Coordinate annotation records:
________

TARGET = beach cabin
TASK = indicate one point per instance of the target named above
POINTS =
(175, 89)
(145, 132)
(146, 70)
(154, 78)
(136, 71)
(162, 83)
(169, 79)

________

Please reproduce each record precisely as written.

■ Reply
TARGET = beach cabin
TASK = indicate one point per instance of the target named above
POINTS =
(175, 89)
(145, 132)
(146, 70)
(154, 78)
(136, 71)
(162, 83)
(169, 79)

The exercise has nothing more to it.